# REQUIRED ACTION:
Reproduce word for word the portion of the post-COVID sickness column below starting at "Enya Eettickal, Staff" and ending at "my freshman year.".

# PROVIDED PASSAGE:
──────────────────────────────
Post-COVID mentality has changed how we think about and handle sickness

Enya Eettickal, Staff Writer

It’s almost the end of 2022, and as much as I’d like to pretend that the horrors of the COVID era are over, I’m periodically presented with rude awakenings, and this last week reminded me of that era as I came down with the flu. Although it was the flu and not COVID-19, how my situation was handled was significantly different from how I dealt with the flu my freshman year. 

For one, I reacted differently when I was told I had to be in quarantine. Though the idea of going into quarantine wasn’t as daunting as it’d been in the past, I was thrown by the idea of having to go into quarantine for the flu, not because it doesn’t make sense—I rather think it makes quite a bit of sense given the nature of the sickness—, but because I wasn’t expecting it. 

The way the university handles illness on campus has obviously shifted after the COVID outbreak. But the way the Case Western Reserve University community itself deals with illness is not necessarily consistent, and that may have consequences of its own—especially if another outbreak were to occur. 

The first issue is that we underestimate illness. Quarantine effectively minimizes how much we get sick, which is great, but at the same time it also puts distance between us and the way we remember being sick. When I was told I had the flu, my first reaction was, “at least it’s not COVID.” Still, what I wasn’t prepared for was the flu being way worse than my experience with COVID. I forgot how much pain and constant fatigue paired with other symptoms when it came to the flu, and I was completely out of commission for a few days. So after finally healing, I reflected on how exactly I might have gotten sick. 

That’s when I realized that I, like many others, had gotten relaxed about protocols to prevent illness. Masking is infrequent and parties and gatherings are back at full pace. Furthermore, social distancing and updates on the spread of illnesses aren’t at the forefront of conversations anymore. 

In one way, that’s all great because it shows that we overcame what was generally a horrible and insufferable time period for the majority of the population. But simultaneously, swinging back to “it never happened” is a risky mentality. Rather than staying in a position where we are ready for a potential surge again, we risk scrambling and panicking if we have to adjust to a sudden increase in illness.
──────────────────────────────
# EXTRACTED INFORMATION:

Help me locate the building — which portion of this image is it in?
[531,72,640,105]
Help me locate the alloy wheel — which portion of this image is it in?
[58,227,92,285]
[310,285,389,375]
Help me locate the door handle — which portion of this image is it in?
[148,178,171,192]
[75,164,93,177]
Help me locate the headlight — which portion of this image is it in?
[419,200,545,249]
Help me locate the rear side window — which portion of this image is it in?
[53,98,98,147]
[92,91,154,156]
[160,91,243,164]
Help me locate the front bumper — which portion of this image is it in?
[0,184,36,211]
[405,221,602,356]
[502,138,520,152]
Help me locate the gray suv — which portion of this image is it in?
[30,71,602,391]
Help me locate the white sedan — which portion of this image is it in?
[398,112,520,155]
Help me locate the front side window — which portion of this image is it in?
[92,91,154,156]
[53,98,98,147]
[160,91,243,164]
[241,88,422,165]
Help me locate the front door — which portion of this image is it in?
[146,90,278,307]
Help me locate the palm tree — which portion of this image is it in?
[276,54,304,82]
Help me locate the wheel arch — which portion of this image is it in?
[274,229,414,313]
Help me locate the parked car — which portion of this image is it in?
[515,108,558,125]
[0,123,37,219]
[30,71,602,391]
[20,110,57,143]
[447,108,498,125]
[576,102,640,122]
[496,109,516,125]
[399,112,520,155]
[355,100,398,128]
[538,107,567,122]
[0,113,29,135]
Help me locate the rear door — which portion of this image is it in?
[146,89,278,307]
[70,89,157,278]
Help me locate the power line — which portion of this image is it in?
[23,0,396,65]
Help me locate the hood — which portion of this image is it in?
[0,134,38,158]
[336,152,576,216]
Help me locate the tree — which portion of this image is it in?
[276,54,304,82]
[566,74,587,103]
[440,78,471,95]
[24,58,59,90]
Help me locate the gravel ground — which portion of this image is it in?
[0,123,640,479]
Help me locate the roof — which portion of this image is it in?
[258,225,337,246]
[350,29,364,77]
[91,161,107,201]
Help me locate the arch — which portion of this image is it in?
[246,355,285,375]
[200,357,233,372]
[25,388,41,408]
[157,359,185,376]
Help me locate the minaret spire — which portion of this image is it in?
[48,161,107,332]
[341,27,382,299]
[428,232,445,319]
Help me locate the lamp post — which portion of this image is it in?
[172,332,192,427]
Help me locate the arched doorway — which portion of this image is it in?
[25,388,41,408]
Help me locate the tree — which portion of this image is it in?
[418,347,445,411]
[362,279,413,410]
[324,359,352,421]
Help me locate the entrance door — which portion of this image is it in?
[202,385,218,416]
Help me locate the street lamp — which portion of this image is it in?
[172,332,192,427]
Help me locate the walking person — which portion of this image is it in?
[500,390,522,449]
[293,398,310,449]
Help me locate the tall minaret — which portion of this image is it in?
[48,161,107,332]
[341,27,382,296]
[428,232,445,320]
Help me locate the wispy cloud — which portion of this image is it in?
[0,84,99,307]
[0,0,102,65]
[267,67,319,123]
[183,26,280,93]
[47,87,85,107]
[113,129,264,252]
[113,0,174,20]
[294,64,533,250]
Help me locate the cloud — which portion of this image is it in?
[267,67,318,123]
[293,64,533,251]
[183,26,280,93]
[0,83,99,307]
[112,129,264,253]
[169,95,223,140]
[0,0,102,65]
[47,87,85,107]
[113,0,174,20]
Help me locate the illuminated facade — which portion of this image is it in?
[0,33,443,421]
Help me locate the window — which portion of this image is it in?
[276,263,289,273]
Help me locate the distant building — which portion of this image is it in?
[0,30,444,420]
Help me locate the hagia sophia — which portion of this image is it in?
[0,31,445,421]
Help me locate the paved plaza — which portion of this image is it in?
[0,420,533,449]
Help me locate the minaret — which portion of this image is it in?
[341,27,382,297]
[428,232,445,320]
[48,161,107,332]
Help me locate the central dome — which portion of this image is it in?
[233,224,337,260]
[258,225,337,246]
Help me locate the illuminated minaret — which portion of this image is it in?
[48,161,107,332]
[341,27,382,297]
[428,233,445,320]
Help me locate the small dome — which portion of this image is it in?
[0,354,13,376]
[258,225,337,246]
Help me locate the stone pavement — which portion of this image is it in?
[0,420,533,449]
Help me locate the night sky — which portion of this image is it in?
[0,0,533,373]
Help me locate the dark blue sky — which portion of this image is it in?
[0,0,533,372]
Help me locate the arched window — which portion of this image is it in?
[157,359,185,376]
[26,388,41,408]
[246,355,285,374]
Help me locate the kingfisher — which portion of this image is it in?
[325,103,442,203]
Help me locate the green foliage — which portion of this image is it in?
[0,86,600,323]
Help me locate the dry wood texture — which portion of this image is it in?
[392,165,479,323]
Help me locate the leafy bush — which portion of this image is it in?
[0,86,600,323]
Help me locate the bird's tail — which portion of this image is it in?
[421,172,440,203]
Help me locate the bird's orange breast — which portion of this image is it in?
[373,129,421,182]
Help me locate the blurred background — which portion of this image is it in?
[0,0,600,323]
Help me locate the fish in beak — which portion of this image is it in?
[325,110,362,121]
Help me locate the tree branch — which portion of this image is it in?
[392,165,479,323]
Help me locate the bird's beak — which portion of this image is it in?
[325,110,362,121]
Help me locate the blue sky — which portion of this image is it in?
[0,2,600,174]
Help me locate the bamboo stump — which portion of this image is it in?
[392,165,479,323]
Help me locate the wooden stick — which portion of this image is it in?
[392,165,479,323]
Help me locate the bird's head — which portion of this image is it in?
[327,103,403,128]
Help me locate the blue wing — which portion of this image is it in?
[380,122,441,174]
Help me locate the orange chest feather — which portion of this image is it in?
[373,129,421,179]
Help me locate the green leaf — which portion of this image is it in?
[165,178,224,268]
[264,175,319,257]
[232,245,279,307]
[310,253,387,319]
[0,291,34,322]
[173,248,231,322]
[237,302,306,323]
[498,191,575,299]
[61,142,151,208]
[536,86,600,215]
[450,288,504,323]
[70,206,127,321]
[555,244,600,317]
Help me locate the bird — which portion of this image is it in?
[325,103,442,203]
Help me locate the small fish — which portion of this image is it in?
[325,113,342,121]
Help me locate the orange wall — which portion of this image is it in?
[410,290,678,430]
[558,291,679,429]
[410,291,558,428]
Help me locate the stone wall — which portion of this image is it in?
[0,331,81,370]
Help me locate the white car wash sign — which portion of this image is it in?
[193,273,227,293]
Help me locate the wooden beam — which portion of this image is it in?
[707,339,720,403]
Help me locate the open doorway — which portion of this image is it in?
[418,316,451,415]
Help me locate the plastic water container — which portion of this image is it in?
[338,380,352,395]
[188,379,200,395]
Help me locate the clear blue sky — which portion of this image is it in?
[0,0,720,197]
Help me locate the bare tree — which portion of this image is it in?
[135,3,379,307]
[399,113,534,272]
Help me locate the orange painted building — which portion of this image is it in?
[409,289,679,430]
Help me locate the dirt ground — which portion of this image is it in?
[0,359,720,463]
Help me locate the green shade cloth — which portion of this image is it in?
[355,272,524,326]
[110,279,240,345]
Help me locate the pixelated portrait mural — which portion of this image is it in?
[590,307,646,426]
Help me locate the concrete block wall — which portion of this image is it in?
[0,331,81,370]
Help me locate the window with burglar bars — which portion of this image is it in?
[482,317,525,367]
──────────────────────────────
# OUTPUT FOR THIS TASK:
Enya Eettickal, Staff Writer

It’s almost the end of 2022, and as much as I’d like to pretend that the horrors of the COVID era are over, I’m periodically presented with rude awakenings, and this last week reminded me of that era as I came down with the flu. Although it was the flu and not COVID-19, how my situation was handled was significantly different from how I dealt with the flu my freshman year.